** begin ENTRIES **

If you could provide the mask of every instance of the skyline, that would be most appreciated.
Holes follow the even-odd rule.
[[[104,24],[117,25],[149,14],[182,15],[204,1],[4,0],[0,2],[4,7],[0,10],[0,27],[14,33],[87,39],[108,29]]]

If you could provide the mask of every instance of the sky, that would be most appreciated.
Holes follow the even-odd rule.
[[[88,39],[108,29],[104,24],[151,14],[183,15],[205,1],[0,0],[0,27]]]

** end ENTRIES **

### TASK PROMPT
Convert the records to a two-column CSV with the header request,outline and one row per request. Put its full text and its polygon answer each in a single quoted field, with line breaks replaced by spaces.

### ANSWER IN FULL
request,outline
"If you could provide the mask of every instance of the skyline, that would be most appreciated. Holes follow the even-odd rule.","[[[104,24],[117,25],[149,14],[182,15],[204,1],[4,0],[0,2],[4,7],[0,10],[0,27],[14,33],[87,39],[108,29]]]"
"If you could provide the mask of every instance of the sky, that would be most appreciated. Holes follow the even-odd rule.","[[[88,39],[108,29],[104,24],[151,14],[183,15],[205,1],[0,0],[0,27]]]"